将 192.168.26.31、192.168.26.32和 192.168.26.33 三台主机部署为 Node,部署一个包含3个Node 的Kubernetes 集群。
3.5.1. 部署kubelet服务(容器为docker)
- 创建目录
~]# mkdir /data/kubernetes/kubelet -p
- 启动文件/usr/lib/systemd/system/kubelet.service。默认使用docker作为Runtime。
cat > /usr/lib/systemd/system/kubelet.service << EOF
[Unit]
Description=Kubernetes Kubelet
Documentation=https://github.com/kubernetes/kubernetes
After=cri-dockerd.service
Requires=cri-dockerd.service[Service]
WorkingDirectory=/data/kubernetes/kubelet
ExecStart=/usr/bin/kubelet \\--bootstrap-kubeconfig=/opt/cert/bootstrap-kubelet.kubeconfig \\--cert-dir=/opt/cert \\--kubeconfig=/opt/cfg/kubeconfig \\--config=/opt/cfg/kubelet.json \\--container-runtime-endpoint=unix:///var/run/cri-dockerd.sock \\--pod-infra-container-image=registry.aliyuncs.com/google_containers/pause:3.9 \\--root-dir=/data/kubernetes/kubelet \\--v=2
Restart=on-failure
RestartSec=5[Install]
WantedBy=multi-user.target
EOF
/opt/cert/kubelet.kubeconfig为自动创建的文件,如果已存在就删除
- 所有k8s节点创建kubelet的配置文件/opt/cfg/kubelet.json
cat > /opt/cfg/kubelet.json << EOF
{"kind": "KubeletConfiguration","apiVersion": "kubelet.config.k8s.io/v1beta1","authentication": {"x509": {"clientCAFile": "/opt/cert/ca.crt"},"webhook": {"enabled": true,"cacheTTL": "2m0s"},"anonymous": {"enabled": false}},"authorization": {"mode": "Webhook","webhook": {"cacheAuthorizedTTL": "5m0s","cacheUnauthorizedTTL": "30s"}},"address": "192.168.26.31","port": 10250,"readOnlyPort": 10255,"cgroupDriver": "systemd", "hairpinMode": "promiscuous-bridge","serializeImagePulls": false,"clusterDomain": "cluster.local.","clusterDNS": ["168.26.0.2"]
}
EOF
注意修改:“address”: “192.168.26.31”;
“address”: “192.168.26.32”;
“address”: “192.168.26.33”

──────

- **任务**: 请把页面文本中从“将 192.168.26.31、192.168.26.32和 192.168.26.33”起、到“cker作为Runtime。”为止（含这两处）的部分重新写出，并把其中的“主机”换成“服务器”。 作答时只依据页面文本。

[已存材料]
──────

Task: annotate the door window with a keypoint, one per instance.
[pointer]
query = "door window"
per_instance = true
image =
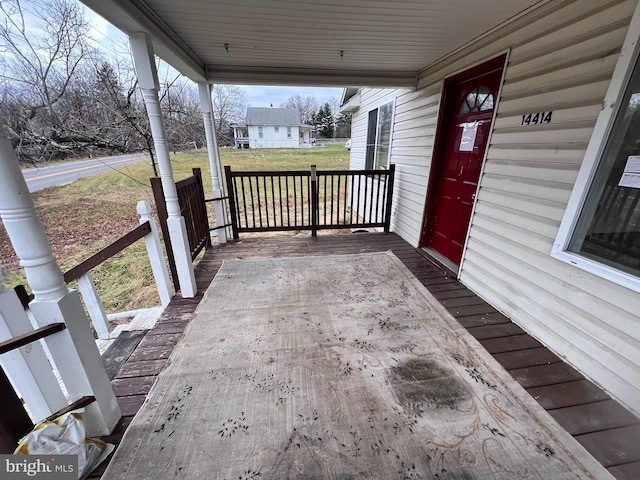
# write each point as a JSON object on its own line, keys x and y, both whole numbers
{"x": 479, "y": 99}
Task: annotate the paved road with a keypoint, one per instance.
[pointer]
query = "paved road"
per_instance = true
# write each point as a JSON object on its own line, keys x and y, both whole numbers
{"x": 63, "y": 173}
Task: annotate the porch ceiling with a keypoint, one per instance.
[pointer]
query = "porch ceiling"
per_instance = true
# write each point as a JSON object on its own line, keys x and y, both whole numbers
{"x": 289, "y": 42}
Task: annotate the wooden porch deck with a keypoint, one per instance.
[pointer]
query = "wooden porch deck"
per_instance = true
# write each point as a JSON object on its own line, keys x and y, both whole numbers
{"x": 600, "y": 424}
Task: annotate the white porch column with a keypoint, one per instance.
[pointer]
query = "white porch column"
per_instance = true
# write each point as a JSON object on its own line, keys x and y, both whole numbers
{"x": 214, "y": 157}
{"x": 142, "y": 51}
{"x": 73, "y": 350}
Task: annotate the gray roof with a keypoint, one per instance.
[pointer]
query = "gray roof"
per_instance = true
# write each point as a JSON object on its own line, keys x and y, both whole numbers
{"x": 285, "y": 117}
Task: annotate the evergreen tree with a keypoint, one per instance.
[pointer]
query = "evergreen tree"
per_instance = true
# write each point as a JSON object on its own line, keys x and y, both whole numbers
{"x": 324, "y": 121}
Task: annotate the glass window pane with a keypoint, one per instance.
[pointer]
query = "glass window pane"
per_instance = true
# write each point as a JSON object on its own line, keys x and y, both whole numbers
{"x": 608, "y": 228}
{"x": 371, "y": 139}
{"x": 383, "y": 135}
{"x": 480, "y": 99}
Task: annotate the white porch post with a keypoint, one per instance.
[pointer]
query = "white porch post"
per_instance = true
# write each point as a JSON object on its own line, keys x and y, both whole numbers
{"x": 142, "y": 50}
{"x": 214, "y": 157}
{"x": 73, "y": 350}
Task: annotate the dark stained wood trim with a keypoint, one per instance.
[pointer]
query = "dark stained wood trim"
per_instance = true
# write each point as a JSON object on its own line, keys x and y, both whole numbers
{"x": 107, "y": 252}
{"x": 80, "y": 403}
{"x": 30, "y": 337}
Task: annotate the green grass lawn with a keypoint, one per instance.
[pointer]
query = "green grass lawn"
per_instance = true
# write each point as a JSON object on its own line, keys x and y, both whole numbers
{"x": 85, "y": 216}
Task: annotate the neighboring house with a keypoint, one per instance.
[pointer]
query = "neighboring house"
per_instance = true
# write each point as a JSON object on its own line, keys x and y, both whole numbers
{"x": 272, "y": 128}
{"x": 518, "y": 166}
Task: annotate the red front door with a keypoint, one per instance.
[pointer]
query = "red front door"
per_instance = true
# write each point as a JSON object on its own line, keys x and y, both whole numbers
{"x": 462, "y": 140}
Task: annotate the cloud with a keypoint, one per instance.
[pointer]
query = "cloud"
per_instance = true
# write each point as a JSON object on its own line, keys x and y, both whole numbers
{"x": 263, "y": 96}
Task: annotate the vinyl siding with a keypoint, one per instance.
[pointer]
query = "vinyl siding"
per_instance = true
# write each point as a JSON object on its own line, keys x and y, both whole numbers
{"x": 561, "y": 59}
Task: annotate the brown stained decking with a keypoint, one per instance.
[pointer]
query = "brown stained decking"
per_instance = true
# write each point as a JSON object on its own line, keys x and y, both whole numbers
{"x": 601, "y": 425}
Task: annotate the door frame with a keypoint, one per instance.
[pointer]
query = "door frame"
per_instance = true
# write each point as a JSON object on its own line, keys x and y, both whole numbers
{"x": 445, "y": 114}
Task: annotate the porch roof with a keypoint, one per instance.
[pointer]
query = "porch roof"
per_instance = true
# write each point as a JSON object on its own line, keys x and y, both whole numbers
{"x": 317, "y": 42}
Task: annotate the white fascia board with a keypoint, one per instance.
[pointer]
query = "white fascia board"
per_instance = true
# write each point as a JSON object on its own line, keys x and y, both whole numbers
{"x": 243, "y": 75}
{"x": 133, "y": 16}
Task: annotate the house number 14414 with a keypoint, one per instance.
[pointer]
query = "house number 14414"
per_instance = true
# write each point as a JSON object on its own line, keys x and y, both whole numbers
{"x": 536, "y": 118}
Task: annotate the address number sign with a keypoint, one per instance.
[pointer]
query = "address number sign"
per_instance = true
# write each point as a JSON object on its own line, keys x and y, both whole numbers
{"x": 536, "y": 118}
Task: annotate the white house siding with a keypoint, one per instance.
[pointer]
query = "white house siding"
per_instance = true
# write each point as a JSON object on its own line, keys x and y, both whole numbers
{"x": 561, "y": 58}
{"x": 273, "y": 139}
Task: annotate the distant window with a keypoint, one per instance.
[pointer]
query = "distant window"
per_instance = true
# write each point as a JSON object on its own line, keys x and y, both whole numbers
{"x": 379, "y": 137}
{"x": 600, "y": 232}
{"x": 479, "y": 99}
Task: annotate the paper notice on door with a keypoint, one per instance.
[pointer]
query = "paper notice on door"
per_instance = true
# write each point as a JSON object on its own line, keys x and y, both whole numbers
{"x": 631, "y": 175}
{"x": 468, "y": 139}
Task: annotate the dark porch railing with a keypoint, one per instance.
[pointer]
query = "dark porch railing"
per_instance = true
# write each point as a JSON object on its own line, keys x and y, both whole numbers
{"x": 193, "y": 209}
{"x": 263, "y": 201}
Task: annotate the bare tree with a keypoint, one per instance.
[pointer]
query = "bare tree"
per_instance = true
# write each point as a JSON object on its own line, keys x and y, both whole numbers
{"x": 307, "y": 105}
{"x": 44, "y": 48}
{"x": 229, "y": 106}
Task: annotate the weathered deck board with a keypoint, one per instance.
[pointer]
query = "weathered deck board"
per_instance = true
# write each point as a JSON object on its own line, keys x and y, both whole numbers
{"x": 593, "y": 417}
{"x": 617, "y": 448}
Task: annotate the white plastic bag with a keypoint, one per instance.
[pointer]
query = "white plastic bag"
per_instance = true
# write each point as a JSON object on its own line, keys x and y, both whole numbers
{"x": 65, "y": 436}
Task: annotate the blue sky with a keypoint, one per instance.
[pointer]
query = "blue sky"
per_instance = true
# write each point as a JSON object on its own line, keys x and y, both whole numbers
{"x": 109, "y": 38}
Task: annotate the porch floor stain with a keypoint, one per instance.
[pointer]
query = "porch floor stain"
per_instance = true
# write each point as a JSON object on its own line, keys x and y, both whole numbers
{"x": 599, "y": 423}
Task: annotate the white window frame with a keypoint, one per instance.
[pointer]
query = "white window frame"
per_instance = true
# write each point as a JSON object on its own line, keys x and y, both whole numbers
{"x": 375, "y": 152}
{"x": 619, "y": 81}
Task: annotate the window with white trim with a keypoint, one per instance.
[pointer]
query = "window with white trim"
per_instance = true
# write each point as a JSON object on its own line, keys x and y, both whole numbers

──────

- **解答**:
将 192.168.26.31、192.168.26.32和 192.168.26.33 三台服务器部署为 Node,部署一个包含3个Node 的Kubernetes 集群。
3.5.1. 部署kubelet服务(容器为docker)
- 创建目录
~]# mkdir /data/kubernetes/kubelet -p
- 启动文件/usr/lib/systemd/system/kubelet.service。默认使用docker作为Runtime。